- 実施する作業 -
以下の項目のうち「white」という語を含む行をすべて特定し、それらの行を一字も変えずに書き写してください。
=== 与えられたデータ ===
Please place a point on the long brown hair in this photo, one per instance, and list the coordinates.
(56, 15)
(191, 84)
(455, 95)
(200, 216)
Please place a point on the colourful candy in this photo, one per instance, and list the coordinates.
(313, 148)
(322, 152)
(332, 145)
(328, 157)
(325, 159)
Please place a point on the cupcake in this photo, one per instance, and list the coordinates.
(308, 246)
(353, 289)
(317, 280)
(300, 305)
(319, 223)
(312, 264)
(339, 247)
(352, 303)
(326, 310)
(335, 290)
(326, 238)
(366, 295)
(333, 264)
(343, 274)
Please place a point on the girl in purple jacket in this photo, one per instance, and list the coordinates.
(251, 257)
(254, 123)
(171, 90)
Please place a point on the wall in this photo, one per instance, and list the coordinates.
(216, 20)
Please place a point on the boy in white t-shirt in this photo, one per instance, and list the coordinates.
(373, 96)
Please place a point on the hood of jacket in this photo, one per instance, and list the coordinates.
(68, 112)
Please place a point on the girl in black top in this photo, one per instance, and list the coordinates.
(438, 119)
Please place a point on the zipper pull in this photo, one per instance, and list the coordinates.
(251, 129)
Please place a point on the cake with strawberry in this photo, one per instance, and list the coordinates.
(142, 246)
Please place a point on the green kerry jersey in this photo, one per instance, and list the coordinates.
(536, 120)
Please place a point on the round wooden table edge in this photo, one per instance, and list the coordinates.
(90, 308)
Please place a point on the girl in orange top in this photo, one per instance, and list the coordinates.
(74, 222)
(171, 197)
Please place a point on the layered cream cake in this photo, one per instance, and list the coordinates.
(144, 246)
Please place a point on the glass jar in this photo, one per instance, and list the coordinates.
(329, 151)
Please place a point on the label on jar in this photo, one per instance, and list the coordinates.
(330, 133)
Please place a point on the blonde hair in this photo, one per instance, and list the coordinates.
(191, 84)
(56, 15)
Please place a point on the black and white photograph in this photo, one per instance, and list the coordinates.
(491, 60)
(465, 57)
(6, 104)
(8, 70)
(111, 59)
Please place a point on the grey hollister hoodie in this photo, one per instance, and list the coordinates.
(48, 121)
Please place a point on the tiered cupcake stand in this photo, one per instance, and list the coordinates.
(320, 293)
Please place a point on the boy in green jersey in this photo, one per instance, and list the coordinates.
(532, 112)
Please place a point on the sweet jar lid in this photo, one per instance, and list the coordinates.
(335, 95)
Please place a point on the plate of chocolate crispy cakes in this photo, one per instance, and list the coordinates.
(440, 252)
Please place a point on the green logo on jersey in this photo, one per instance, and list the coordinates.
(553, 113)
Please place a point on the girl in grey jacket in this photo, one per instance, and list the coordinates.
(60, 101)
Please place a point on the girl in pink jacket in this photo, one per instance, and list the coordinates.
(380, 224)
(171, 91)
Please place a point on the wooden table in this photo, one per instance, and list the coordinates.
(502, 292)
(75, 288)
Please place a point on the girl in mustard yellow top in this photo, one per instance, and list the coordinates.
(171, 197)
===
=== 与えられたデータ ===
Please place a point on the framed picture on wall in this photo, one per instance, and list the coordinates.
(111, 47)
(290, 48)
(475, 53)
===
=== 与えられたデータ ===
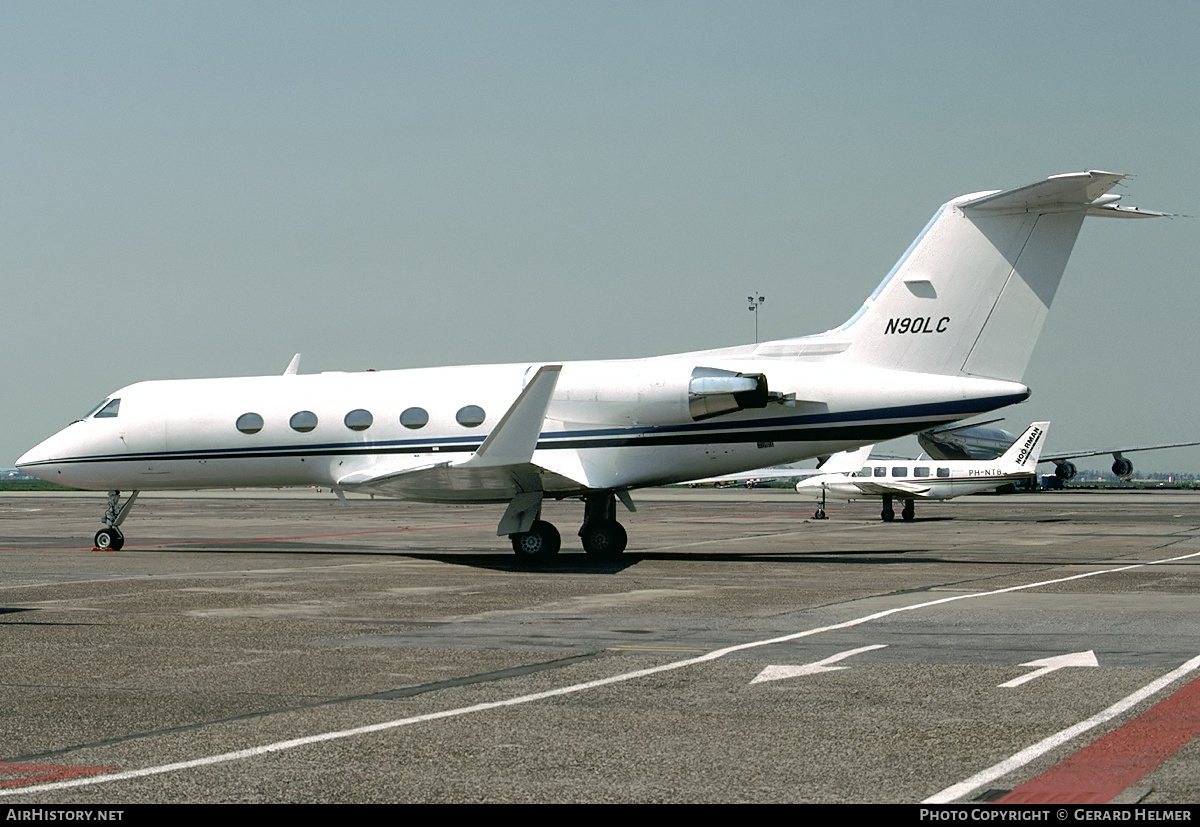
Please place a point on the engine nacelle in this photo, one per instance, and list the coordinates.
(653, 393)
===
- 解答全文 -
Please place a point on the boy in white t-shirt in this photo, one per instance, and list the coordinates.
Please place a point on the black and white photograph in this photo, one per instance, and list the coordinates.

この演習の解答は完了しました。